*Source excerpt:*
+-------+
# Oct Throwdown Results



## bmudd14474

Let me say that these folks did one hell of a job. 

Please give it up to the following winners. 

Mike Johnson with 
3) 2 racks of beef ribs
  2 Lamb shanks
  5 lbs. of homemade Italian Sausage
  2 petite picnic roasts
  Lebanon Bologna for skull
  Lil Smokies
View media item 267092


redneck69 with 
9) Ribs and Guts
pork ribs-for the ribs
red bell pepper-for the heart
split chicken breasts-for the lungs
spiral cut hot dogs, garlic sausage, beef and pork sausage-for the guts

smoked everything with cheery wood and Jack Daniels chips for smoke flavor

View media item 267108

Great job guys.


----------



## woodcutter

Congratulations!!! Those were the best throwdown entries I think I ever saw.


----------



## miamirick

Good job mike,   Nice entry.   I was right behind you in 5th place. Only needed a few more votes. ( ha ha).  Don't worry.  Next month your In trouble!


----------



## mike johnson

I would like to thank all of you who voted for me. I have always wanted to win a throwdown. I enjoy this site so much and have learned so much from all of you. Keep the TBS flowing 
	

	
	
		
		



		
			






...


----------



## aneura

Well done! Super creative!


----------



## leah elisheva

I voted for you Mike!

And I still find that creation of yours to be amazingly impressive!

ALL of them were beautiful, indeed, but that really jumped out with such creativity, and abundance, and alignment of interesting flavors together (as I tasted it through the screen you see) and BRAVO to you!

Cheers! - Leah


----------



## jarjarchef

Congratulations to both of you!


----------



## seenred

Congrats, guys, and well deserved!  This was definitely a standout throwdown...very impressive!

Red


----------



## timberjet

WOW! just WOW!


----------



## daveomak

Mike and Redneck........

You 2 guys have some very serious imaginations.... 

Congrats on the throwdown.....    
	

	
	
		
		



		
		
	


	





  ...

Dave


----------



## driedstick

Great job guys ,,,,,, just great,,, but a little sick and weird LOL Congrats to the both of ya.


----------



## chef willie

Wow.....totally twisted thinking but outstanding workmanship by all.....xlnt entries by all.....Willie


----------



## disco

You guys have macabre artistic abilities. Well done.
+-------+
*Dataset content:*

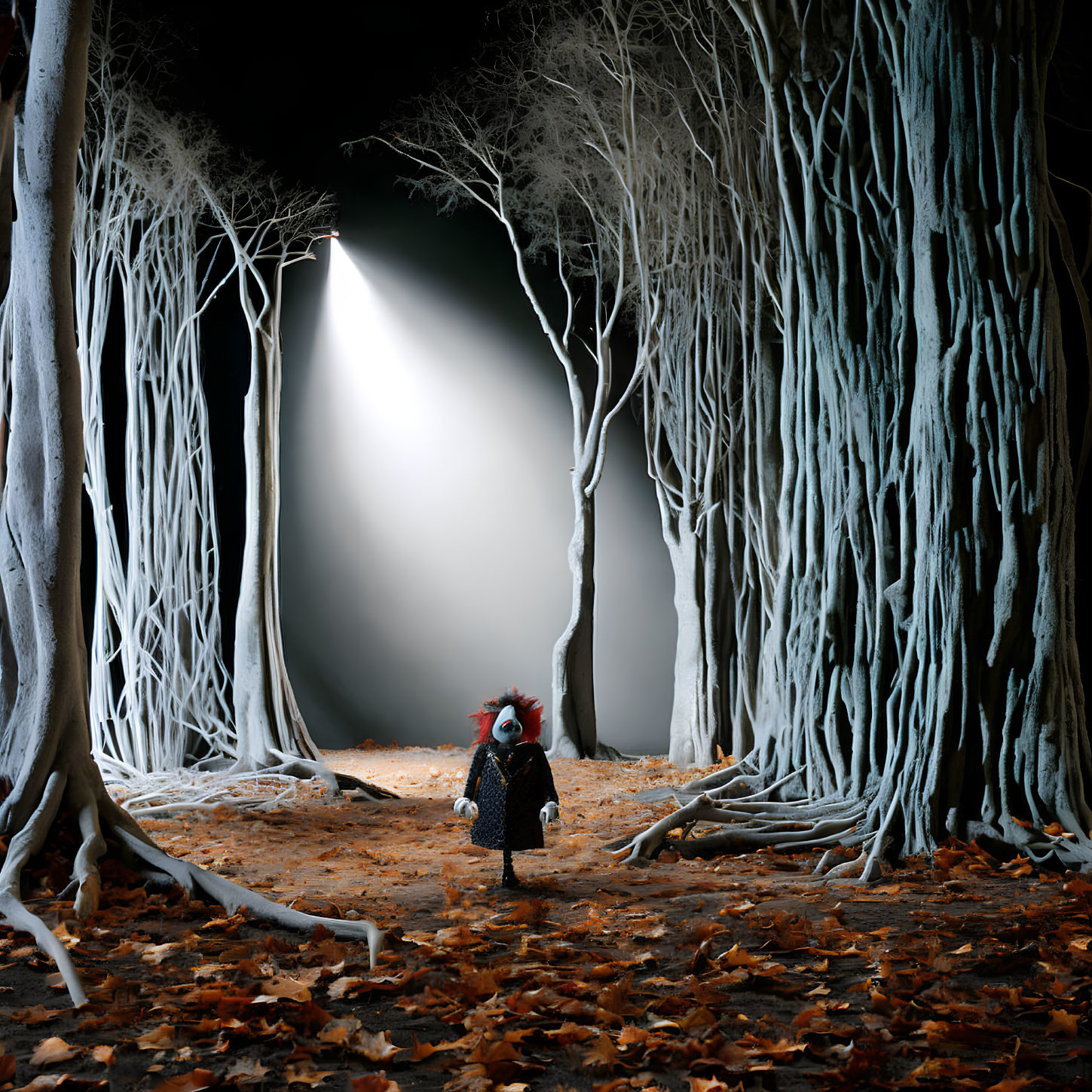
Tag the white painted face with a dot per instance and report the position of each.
+-------+
*Required actions:*
1. In the throwdown thread, what place does miamirick say they finished in?
2. From the throwdown thread, reproduce the passage starting at "smoked everything with" up to and including "I ever saw.".

*Task-by-task outputs:*
1. Fifth place

2.
smoked everything with cheery wood and Jack Daniels chips for smoke flavor

View media item 267108

Great job guys.


----------



## woodcutter

Congratulations!!! Those were the best throwdown entries I think I ever saw.